• [PROVIDED INFORMATION]:
************

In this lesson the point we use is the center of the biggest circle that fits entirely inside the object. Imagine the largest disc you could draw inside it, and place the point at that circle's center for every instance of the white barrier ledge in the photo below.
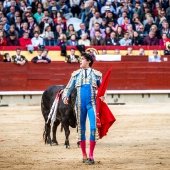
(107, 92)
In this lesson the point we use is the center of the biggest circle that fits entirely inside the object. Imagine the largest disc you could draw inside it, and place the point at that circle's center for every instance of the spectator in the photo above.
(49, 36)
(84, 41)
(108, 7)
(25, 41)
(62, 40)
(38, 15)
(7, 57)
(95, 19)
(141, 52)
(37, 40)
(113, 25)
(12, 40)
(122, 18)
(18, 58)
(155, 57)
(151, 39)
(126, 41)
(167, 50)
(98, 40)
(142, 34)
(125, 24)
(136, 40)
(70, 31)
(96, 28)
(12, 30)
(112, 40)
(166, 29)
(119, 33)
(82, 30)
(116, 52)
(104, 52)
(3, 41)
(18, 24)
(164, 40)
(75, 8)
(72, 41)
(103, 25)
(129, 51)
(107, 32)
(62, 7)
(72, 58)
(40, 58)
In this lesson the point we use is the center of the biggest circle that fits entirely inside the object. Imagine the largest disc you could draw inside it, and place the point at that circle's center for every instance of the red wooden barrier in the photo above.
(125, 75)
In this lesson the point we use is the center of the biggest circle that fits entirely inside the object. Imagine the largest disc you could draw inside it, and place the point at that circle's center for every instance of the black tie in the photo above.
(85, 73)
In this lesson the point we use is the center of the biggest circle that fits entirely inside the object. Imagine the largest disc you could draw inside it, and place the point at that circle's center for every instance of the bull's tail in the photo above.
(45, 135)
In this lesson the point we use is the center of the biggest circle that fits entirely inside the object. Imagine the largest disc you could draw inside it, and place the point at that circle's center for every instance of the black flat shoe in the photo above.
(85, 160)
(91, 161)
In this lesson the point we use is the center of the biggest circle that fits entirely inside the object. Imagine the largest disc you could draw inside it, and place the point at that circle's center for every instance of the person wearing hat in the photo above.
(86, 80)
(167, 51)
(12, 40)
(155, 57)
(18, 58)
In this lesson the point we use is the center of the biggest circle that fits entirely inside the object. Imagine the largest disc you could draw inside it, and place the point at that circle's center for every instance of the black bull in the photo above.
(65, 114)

************

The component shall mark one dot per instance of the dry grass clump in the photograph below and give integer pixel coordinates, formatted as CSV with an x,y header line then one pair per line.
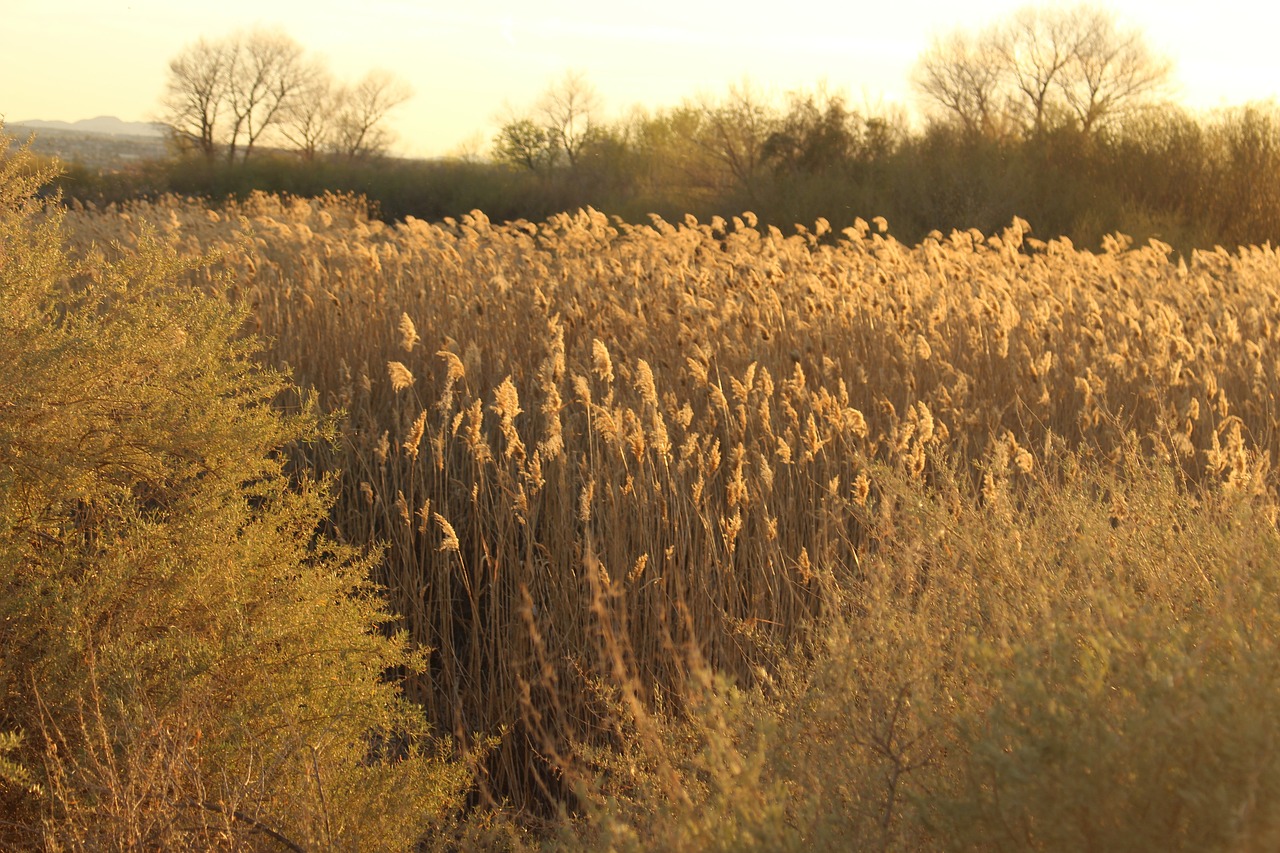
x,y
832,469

************

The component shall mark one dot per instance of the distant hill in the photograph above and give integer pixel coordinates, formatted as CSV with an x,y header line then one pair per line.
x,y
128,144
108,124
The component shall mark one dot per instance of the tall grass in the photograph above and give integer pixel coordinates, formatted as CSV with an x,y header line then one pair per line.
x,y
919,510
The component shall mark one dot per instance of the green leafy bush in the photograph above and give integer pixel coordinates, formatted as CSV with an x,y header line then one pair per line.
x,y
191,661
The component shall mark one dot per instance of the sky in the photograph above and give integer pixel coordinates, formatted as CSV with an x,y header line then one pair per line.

************

• [WORK ORDER]: Beginning at the line above with "The component shall mark one dot per instance of the tall" and finishing at the line with "The component shall mark one dot per instance of the sky", return each line exactly and return nothing else.

• [ANSWER TO THE EXERCISE]:
The component shall mark one dot per instance of the tall grass in the photograph above and give integer pixel coordinates, formatted as CSV with an x,y header line then one pair per line.
x,y
919,510
The component shall mark one dot per instance of the green leafy bush in the photograph above and give integer pixel coordinates, formatted as CSV with an x,y header line then one pair per line.
x,y
191,661
The component shall mark one dot per instance of the sky in the photograph above and give integer pixel coordinates, formatted as CSV with an x,y header line then one pair per line.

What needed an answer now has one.